WHAT YOU HAVE TO DO: Copy out the listing below, switching each "instance" to "occurrence" and leaving everything else as it is.

— start —

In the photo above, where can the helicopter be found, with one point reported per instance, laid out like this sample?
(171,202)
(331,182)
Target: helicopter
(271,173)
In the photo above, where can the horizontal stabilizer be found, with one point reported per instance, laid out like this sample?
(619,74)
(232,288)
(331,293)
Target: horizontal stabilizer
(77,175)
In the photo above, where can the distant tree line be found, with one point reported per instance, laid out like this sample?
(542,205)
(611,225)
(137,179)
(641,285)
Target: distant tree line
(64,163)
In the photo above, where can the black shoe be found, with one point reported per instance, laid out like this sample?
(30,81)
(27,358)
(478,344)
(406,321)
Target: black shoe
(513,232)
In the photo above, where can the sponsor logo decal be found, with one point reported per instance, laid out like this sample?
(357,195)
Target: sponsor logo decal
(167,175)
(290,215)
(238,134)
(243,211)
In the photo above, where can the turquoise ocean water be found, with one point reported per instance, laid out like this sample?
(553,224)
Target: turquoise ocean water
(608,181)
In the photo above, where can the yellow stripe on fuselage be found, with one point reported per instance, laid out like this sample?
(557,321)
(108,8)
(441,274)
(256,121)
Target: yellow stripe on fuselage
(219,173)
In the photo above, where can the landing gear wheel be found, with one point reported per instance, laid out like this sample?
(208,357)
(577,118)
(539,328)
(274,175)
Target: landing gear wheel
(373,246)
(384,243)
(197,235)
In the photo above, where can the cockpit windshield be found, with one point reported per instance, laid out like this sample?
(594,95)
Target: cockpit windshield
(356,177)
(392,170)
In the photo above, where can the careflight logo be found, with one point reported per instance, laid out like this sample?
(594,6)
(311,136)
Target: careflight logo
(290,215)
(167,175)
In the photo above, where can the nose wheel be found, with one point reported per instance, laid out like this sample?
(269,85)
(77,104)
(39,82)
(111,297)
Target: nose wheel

— end —

OUTPUT FOR THIS TASK:
In the photo above, where can the helicopter be found, with one point reported per occurrence, laid out like this sample?
(171,202)
(331,182)
Target: helicopter
(271,173)
In the photo above, where can the horizontal stabilizer be found, with one point reported per occurrence, laid out like this sample?
(619,74)
(232,288)
(331,293)
Target: horizontal stabilizer
(77,175)
In the photo above, where can the distant tree line be found, with one point reported per occurrence, laid out like this sample?
(542,205)
(611,225)
(137,179)
(641,285)
Target: distant tree line
(64,163)
In the photo above, where can the black shoe be found, with one point reported per occurrence, laid out like this sample?
(30,81)
(27,358)
(478,344)
(406,321)
Target: black shoe
(513,232)
In the photo above, where can the sponsor logo decal be found, with one point reported per occurrence, laid out like this sample?
(357,195)
Target: sponsor logo decal
(167,175)
(290,215)
(238,134)
(243,211)
In the photo above, where can the turquoise ocean water be found, with one point reported per occurrence, laid out like this sample?
(553,224)
Target: turquoise ocean water
(608,181)
In the photo above, where can the yellow stripe on fuselage be found, with one point reported per occurrence, laid out like this sample?
(557,321)
(108,8)
(441,274)
(256,121)
Target: yellow stripe on fuselage
(219,173)
In the photo above, where can the landing gear wheel be found, with one point reported per occurrence, laid out like this sample?
(208,357)
(577,118)
(539,328)
(274,175)
Target: landing gear wheel
(373,246)
(384,243)
(197,235)
In the photo above, where can the cockpit windshield be found, with one point reported per occurrence, laid out like this sample?
(594,95)
Target: cockpit windshield
(356,177)
(392,170)
In the photo above, where can the careflight logo be found, with one point reported per occurrence, laid out like this sample?
(594,6)
(311,136)
Target: careflight logo
(290,215)
(167,175)
In the photo above, where can the nose wheel be found, with one point reported per occurrence, laid out like this sample?
(269,85)
(77,104)
(39,82)
(111,297)
Target: nose wheel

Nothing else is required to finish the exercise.